Written request :: In the passage about oyster shuckers, write out everything from "Even among shuckers" to "the double entendre." word for word.

Selected passage ::
Even among shuckers who consider themselves to be as good or better, Hollywood has earned a grudging respect. He's the shucker that other restaurant owners turn to when they're scouting for new talent. He's the man to call when you want to hire a crew for a private party. And this past fall, in concert with the Louisiana Department of Wildlife and Fisheries, he began teaching shucker certification classes at Nicholls State University, in nearby Thibodaux. Hollywood's coworkers were quick to dub the enterprise Shuck U, eliding the first syllable in a blatant effort to exploit the double entendre.

And now, the jive:

"When I was little, my mama used to tell me that I talked too much," says Thomas Stewart, the opener at Pascal's Manale, a 1913-vintage, Italian-Creole restaurant set on an Uptown side street. "She was right. I do like to talk. The thing is, I found a way to make a living at it."

Given records ::
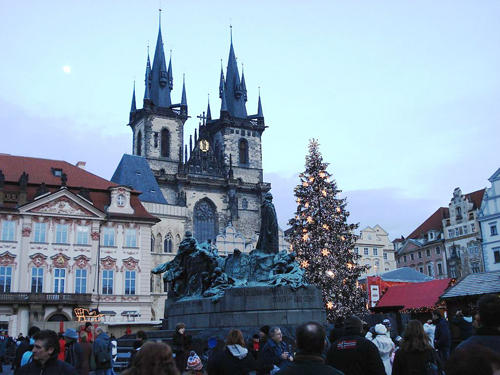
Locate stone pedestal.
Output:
[163,286,326,330]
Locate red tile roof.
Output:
[377,279,452,310]
[408,207,449,239]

Task response ::
Even among shuckers who consider themselves to be as good or better, Hollywood has earned a grudging respect. He's the shucker that other restaurant owners turn to when they're scouting for new talent. He's the man to call when you want to hire a crew for a private party. And this past fall, in concert with the Louisiana Department of Wildlife and Fisheries, he began teaching shucker certification classes at Nicholls State University, in nearby Thibodaux. Hollywood's coworkers were quick to dub the enterprise Shuck U, eliding the first syllable in a blatant effort to exploit the double entendre.